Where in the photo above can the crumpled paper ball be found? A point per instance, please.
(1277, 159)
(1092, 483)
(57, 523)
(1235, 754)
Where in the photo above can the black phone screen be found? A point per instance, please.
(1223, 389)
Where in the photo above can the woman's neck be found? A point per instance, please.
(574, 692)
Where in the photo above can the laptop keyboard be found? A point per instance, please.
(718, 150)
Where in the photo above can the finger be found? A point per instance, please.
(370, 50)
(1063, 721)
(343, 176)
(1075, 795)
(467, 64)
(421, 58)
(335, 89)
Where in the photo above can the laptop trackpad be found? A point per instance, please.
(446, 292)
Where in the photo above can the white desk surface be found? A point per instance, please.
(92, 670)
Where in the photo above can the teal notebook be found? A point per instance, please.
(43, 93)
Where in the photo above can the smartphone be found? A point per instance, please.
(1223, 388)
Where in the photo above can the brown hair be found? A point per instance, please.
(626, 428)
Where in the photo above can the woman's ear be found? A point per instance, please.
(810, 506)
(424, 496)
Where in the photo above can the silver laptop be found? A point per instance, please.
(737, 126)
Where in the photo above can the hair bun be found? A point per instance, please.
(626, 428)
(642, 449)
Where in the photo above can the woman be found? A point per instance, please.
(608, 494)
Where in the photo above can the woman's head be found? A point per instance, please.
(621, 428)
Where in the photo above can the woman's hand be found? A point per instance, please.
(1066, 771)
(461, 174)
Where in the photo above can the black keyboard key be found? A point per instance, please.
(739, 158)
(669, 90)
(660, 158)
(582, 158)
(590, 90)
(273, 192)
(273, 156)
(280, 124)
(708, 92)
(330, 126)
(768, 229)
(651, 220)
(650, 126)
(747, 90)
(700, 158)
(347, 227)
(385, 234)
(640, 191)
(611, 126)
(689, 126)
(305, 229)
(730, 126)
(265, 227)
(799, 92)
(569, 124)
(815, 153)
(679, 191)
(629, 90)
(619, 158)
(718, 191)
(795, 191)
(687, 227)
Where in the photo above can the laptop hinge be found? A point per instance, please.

====

**Work item**
An exact copy of the listing above is needed, so write it out again.

**Task solution**
Where in the photo above can the crumpled paper ball be found? A point per instance, please.
(1277, 159)
(1092, 483)
(57, 523)
(1235, 754)
Where in the photo above can the black phone screen be found? A point per instance, please.
(1223, 389)
Where in the photo above can the woman's neck be found? A point per instance, please.
(574, 692)
Where in the photo above can the laptop keyboard be found? A point per instance, please.
(718, 150)
Where in the photo above can the finger be found? A point per instance, please.
(370, 50)
(1063, 721)
(343, 176)
(1075, 795)
(467, 64)
(421, 58)
(335, 89)
Where in the photo above can the laptop trackpad be found? A point per instance, please.
(446, 292)
Where in the photo above can the white desk surface be found? A point per instance, please.
(92, 670)
Where in the photo above can the teal notebook be found? A point per instance, please.
(43, 93)
Where in the photo above can the smartphone be found? A point per instance, please.
(1223, 388)
Where in the photo above can the brown hair be found? A point per instance, please.
(626, 428)
Where in the photo above can the woman's ear be found? A point per instance, please.
(810, 506)
(424, 496)
Where in the photo above can the silver laptop be found? A point per instance, please.
(737, 126)
Where in the photo above can the hair bun be found? A point per instance, please.
(626, 428)
(642, 449)
Where in the photo above can the woman be found? A point per instance, please.
(608, 494)
Where in the photo above can the woman's head be found? A point per instance, please.
(621, 428)
Where in the photo above can the woman's hand be found? A point per instance, please.
(1066, 771)
(461, 174)
Where in the photo above can the black keyboard key be found? A point per instance, please.
(739, 158)
(669, 90)
(660, 158)
(582, 158)
(590, 90)
(273, 192)
(273, 156)
(280, 124)
(708, 92)
(330, 126)
(768, 229)
(651, 220)
(650, 126)
(747, 90)
(700, 158)
(347, 227)
(385, 234)
(640, 191)
(611, 126)
(689, 126)
(305, 229)
(730, 126)
(265, 227)
(799, 92)
(569, 124)
(815, 153)
(679, 191)
(629, 90)
(619, 158)
(718, 191)
(795, 191)
(687, 227)
Where in the photo above can the laptop hinge be found? A point per instance, please.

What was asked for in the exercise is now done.